[WHAT IS ASKED]
[1] Retype the passage on Robert Cecil word for word, beginning at the words "Past these mausoleums" and stopping after "edifice soaring overhead.".
[2] Using the passage on Robert Cecil, explain why his residence had a small antechamber.

King Philip, who saw himself and his mighty empire as custodians of the true faith, reinforced this view. ‘The justice you meted out to the Lutheran corsairs who attempted to occupy and fortify Florida in order to sow the seeds of their wicked sect,’ he informed Menéndez, was ‘fully justified’. In the great battle for the soul of Europe and the future of mankind, North America had become the new front line.10
ON A COLD JANUARY DAY IN 1606, a messenger walked inconspicuously across the cobbles of London’s Strand, carrying a parcel for delivery to an address opposite the Savoy. It was a journey of only a few hundred yards, but one that crossed from one era of history to another. Just beyond Charing Cross lay York House, where, in 1599, the Earl of Essex, ‘a man of great designs’, had been imprisoned for his attempts to rouse Queen Elizabeth’s hesitant government to a heroic war against the ‘tyranny’ of Catholic Spain. A few yards further on was Durham House, once the home of Sir Walter Raleigh, the swashbuckling adventurer who had tried, and failed, to make North America an English colony, and a beachhead for attacking the Spanish empire. Essex had been executed for his rebellious behaviour in 1601. Raleigh was arrested for treason two years later, and now languished in the Tower of London, his bold schemes mere echoes in the empty halls of his great residence.
Past these mausoleums to old follies and glories lay the messenger’s destination, a brand-new, flat-fronted, perpendicular brick building. At each corner stood a tower, soaring as high as the famous lantern or ‘little turret’ atop Durham House, from which Raleigh had once beheld a ‘prospect which is pleasant perhaps as any in the World’.1 This building was the London residence of Robert Cecil, the Earl of Salisbury, the man who had contrived the downfall of these political giants, shaped the emergence of a new regime under a new king, and cemented his astonishing rise by commissioning the turreted edifice soaring overhead.
The messenger knocked on the door, and was admitted to a small antechamber. Being Secretary of State to King James, and the monarch’s most trusted servant, the Earl was daily assailed by crowds of applicants, supplicants, petitioners and messengers competing for his much divided attention, and the antechamber had been especially set aside to receive them.

[SUPPLIED INFORMATION]
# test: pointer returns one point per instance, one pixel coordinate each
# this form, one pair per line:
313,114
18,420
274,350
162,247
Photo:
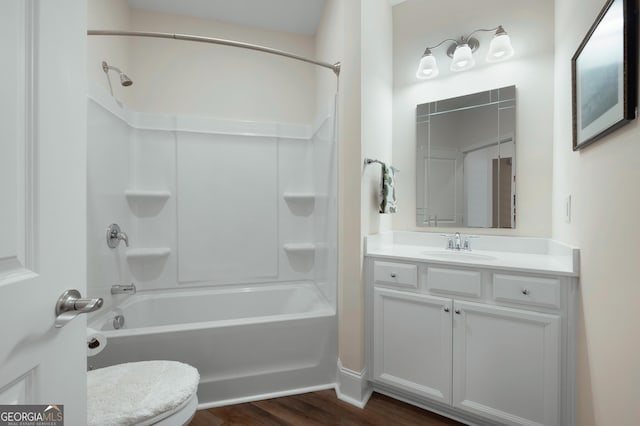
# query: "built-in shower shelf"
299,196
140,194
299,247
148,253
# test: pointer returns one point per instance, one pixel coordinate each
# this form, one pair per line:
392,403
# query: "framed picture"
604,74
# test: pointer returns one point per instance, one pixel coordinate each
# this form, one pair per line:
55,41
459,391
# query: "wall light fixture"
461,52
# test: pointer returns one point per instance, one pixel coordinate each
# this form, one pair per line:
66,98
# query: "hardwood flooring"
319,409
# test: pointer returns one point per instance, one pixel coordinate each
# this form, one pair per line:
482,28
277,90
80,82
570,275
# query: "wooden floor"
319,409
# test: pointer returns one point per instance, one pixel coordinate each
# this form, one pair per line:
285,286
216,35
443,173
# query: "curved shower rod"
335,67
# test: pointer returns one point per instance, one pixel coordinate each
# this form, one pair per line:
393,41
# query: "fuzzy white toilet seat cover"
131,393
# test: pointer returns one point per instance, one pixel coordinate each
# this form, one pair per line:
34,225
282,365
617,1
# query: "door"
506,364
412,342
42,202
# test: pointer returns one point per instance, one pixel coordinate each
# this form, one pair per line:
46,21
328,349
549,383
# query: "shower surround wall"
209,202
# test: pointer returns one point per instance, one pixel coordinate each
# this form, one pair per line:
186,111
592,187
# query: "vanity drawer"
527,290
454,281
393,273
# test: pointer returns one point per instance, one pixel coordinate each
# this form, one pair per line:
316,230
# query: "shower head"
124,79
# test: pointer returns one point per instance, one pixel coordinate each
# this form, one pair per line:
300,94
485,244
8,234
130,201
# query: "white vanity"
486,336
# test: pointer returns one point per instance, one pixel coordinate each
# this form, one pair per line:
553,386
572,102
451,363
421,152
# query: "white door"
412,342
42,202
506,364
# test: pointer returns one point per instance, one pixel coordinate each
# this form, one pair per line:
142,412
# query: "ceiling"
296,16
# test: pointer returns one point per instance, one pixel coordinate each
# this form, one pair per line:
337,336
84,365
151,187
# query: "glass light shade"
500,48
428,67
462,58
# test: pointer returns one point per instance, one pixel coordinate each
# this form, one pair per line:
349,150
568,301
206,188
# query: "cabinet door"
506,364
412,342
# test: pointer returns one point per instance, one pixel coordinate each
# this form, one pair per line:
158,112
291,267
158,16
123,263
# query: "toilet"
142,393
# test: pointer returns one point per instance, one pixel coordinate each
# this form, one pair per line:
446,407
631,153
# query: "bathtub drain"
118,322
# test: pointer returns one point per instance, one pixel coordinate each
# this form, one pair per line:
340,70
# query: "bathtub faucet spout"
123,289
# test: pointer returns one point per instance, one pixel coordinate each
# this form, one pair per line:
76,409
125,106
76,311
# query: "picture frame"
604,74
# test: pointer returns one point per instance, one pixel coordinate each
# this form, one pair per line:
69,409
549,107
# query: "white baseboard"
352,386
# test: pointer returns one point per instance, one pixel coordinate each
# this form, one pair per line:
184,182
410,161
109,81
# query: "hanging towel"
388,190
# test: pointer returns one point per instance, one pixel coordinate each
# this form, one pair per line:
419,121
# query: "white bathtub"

[RESPONSES]
[1]
Past these mausoleums to old follies and glories lay the messenger’s destination, a brand-new, flat-fronted, perpendicular brick building. At each corner stood a tower, soaring as high as the famous lantern or ‘little turret’ atop Durham House, from which Raleigh had once beheld a ‘prospect which is pleasant perhaps as any in the World’.1 This building was the London residence of Robert Cecil, the Earl of Salisbury, the man who had contrived the downfall of these political giants, shaped the emergence of a new regime under a new king, and cemented his astonishing rise by commissioning the turreted edifice soaring overhead.

[2] As Secretary of State to King James and the monarch's most trusted servant, the Earl was besieged every day by crowds of applicants, supplicants, petitioners and messengers, all competing for his divided attention. The antechamber had been set aside especially to receive them.